ABOUT THIS TASK:
Using the text on the making of Billion Dollar Brain, answer these:
(a) Where were the Riga scenes filmed?
(b) Which computer appeared in the scenes involving "The Brain"?
(c) Which film inspired the final battle on the ice?

PROVIDED TEXT section start

Principal photography took place from 30 January to the end of May 1967.

Approximately five weeks later, on 26 June, Françoise Dorléac was killed in an automobile accident in Nice, France. It is unclear whether or not her voice was dubbed by another actress, due to her death.

Location filming for Billion Dollar Brain took place in Helsinki and other parts of Finland, including Turku. The Riga scenes were filmed in Porvoo, also in Finland. Scenes involving "The Brain" were filmed in Honeywell facilities and featured a Honeywell 200 business computer. The remainder of the film was shot in the United Kingdom. Scenes on the ice were filmed on a disused airfield which was covered with a layer of salt. All other scenes were shot at Pinewood Studios, including the scene where Midwinter's convoy falls through the broken ice – this was done in a giant tank with slabs of polystyrene used to represent the ice itself. The large size of the tank was deemed necessary because of the decision to use real vehicles instead of miniatures.

Otto Heller – who had photographed the first two Harry Palmer films – was supposed to shoot the film but would not submit to a medical examination and so the production could not hire him.

The final battle on the ice was inspired by Sergei Eisenstein's 1938 film Alexander Nevsky.

Michael Caine's brother Stanley made his film debut as a postman in the opening sequence.

Russell later said "it was a mistake" to make the film. "I was working with people I did not know. I was not enjoying them. One felt all the time they were working for the producer against me... It was a pity. But only because of the time wasted. You lose a year of your life when you could have been doing something better." However the film was liked by David Picker at United Artists who later hired Russell for Women in Love.

PROVIDED TEXT section end
GIVEN RECORDS section start

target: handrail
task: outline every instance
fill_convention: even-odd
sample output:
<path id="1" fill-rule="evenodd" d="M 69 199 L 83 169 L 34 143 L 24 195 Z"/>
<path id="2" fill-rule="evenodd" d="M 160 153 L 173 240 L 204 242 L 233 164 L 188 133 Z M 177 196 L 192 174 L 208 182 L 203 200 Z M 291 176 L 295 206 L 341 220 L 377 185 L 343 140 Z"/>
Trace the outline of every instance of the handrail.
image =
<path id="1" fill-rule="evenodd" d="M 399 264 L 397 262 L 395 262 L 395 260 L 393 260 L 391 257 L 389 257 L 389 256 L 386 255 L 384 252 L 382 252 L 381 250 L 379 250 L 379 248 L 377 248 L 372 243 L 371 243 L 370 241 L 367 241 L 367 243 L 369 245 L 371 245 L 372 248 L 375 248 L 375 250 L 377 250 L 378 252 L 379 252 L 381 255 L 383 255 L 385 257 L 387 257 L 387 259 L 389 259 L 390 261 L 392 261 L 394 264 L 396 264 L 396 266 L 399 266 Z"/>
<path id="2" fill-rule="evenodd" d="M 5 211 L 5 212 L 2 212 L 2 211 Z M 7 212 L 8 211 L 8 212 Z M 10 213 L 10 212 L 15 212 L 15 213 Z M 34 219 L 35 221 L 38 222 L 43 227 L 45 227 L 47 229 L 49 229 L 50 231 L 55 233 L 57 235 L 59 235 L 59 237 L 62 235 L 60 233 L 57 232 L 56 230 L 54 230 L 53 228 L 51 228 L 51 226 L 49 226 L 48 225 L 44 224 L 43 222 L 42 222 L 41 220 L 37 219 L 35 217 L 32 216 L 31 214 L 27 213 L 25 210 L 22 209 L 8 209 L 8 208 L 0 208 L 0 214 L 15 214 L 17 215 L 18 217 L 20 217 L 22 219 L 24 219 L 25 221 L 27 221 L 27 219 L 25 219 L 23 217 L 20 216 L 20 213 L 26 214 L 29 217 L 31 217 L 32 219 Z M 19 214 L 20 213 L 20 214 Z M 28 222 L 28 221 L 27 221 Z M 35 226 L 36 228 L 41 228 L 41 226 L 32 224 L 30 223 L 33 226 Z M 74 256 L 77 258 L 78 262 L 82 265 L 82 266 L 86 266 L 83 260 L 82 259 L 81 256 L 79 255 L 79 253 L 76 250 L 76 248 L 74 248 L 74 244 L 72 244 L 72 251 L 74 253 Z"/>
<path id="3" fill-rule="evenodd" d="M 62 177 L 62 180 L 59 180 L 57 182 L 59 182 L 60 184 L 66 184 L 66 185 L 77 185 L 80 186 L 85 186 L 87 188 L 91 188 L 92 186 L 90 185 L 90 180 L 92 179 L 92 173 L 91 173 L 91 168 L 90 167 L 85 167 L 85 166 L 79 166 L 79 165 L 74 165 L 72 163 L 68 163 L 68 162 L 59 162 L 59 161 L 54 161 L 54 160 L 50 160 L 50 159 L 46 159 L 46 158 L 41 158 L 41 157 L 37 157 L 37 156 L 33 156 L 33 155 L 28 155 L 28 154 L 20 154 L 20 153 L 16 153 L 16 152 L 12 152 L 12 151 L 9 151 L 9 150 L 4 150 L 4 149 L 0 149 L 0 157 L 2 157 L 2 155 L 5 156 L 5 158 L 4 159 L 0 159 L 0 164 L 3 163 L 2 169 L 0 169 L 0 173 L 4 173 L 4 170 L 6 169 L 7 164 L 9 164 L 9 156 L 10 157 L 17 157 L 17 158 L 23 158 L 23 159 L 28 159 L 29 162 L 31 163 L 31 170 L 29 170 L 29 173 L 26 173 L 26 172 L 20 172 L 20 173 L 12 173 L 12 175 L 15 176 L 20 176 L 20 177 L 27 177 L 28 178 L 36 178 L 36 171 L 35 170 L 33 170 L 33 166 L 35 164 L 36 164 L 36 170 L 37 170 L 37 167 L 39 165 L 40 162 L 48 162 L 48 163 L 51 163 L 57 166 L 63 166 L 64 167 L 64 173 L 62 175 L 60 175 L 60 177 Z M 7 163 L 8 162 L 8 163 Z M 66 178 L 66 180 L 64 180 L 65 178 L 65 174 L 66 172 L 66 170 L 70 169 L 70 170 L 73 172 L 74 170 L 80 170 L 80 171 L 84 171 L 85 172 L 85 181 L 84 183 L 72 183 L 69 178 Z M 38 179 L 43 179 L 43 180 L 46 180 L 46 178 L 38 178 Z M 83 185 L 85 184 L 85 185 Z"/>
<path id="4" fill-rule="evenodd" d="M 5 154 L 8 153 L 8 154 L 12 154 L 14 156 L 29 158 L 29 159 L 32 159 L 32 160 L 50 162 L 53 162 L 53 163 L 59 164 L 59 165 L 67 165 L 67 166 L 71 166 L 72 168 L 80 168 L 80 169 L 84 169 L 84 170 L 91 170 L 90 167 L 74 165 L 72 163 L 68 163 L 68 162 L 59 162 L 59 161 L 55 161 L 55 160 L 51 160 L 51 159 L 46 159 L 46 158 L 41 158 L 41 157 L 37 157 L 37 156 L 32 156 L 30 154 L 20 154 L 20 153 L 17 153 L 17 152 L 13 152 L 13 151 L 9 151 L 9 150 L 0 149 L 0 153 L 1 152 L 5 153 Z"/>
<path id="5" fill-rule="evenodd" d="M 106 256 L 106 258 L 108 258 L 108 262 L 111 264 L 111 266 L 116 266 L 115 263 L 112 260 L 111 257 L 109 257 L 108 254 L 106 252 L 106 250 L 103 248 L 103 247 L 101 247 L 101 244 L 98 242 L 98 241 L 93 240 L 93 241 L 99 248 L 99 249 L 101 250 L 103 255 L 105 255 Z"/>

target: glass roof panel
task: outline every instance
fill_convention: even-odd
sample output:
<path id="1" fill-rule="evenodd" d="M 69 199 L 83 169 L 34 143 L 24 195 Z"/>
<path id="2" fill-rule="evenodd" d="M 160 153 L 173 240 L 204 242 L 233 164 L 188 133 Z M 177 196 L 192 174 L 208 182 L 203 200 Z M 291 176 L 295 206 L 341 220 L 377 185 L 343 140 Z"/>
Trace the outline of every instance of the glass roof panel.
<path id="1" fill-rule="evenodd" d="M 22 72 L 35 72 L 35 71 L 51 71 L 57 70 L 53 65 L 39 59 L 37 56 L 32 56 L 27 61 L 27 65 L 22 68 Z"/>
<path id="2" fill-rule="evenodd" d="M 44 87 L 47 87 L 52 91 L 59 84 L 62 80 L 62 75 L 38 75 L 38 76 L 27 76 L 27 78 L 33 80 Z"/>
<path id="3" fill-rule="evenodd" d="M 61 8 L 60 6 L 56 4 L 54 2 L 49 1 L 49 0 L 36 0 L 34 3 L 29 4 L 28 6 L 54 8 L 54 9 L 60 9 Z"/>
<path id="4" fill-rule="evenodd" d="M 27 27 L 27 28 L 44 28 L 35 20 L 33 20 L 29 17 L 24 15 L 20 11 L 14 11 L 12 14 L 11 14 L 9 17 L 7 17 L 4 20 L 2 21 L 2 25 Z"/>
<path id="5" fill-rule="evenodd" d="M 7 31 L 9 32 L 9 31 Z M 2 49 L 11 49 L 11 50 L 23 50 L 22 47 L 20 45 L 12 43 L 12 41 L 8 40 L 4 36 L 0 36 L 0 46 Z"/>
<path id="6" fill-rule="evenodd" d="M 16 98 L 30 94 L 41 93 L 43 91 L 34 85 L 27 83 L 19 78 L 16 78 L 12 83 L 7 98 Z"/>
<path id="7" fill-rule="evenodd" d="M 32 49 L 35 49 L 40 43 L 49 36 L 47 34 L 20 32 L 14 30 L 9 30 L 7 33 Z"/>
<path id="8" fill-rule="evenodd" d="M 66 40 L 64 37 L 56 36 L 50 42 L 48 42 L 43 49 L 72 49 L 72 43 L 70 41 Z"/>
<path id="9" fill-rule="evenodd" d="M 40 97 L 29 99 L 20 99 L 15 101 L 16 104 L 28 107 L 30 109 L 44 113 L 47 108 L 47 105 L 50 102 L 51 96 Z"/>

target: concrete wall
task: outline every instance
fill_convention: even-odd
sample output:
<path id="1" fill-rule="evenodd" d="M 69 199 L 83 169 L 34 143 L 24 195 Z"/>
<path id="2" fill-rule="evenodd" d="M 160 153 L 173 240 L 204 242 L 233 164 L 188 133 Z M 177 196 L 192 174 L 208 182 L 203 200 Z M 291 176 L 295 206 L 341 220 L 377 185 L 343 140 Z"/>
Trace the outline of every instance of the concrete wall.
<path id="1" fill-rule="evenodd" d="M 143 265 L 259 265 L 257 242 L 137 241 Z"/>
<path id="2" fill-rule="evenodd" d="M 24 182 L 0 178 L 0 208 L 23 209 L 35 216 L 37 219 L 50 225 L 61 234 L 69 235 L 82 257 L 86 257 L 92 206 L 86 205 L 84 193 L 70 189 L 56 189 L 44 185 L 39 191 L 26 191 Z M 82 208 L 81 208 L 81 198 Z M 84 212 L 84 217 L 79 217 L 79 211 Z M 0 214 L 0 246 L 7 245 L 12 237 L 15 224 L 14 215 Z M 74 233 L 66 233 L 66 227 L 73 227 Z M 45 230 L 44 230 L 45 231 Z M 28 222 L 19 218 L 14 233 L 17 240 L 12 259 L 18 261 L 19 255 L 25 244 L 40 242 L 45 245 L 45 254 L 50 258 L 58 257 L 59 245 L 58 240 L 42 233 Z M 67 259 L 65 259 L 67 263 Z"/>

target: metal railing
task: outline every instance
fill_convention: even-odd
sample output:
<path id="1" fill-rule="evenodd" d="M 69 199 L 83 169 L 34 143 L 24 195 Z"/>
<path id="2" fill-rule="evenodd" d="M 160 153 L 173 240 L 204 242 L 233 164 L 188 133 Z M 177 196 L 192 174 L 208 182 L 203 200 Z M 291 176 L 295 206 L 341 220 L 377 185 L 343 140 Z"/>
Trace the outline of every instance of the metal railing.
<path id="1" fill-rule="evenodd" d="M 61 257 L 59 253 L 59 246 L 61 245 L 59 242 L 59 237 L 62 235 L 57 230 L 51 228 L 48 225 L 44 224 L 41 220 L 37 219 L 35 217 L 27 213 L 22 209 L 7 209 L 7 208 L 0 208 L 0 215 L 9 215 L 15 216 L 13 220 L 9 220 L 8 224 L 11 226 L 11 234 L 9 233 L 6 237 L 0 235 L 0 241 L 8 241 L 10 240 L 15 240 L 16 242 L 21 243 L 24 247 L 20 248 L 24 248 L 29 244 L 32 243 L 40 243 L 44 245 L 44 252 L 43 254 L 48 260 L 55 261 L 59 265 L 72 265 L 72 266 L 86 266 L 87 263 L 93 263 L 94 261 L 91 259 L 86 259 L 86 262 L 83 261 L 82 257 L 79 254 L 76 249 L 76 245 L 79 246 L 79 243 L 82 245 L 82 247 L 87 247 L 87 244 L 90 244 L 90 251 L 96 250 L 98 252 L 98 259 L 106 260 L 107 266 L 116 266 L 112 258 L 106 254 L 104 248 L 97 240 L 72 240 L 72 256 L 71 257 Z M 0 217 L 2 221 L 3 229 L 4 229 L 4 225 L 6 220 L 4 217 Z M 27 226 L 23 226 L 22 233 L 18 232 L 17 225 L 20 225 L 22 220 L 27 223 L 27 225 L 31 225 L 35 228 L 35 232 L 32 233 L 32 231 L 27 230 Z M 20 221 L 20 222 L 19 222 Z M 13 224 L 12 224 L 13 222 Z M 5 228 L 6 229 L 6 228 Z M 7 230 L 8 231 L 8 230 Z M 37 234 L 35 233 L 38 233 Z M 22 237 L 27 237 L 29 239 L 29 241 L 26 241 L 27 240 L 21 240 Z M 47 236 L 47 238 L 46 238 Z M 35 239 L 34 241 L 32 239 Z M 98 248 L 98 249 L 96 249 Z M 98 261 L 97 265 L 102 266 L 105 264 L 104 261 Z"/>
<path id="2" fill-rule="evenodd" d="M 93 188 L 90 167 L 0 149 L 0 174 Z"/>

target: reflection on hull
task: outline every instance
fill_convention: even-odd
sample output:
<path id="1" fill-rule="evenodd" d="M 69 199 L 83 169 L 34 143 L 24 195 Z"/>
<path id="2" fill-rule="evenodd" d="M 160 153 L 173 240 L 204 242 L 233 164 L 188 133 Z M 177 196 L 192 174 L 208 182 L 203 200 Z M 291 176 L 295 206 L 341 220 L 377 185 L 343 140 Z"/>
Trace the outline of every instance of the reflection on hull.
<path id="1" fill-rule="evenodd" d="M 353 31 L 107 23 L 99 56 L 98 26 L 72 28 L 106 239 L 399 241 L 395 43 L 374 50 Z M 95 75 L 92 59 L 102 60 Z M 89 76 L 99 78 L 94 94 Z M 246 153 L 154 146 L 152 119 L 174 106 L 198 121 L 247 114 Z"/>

GIVEN RECORDS section end

REPLY TO THE EXERCISE:
(a) Porvoo, Finland
(b) A Honeywell 200 business computer
(c) Sergei Eisenstein's 1938 film Alexander Nevsky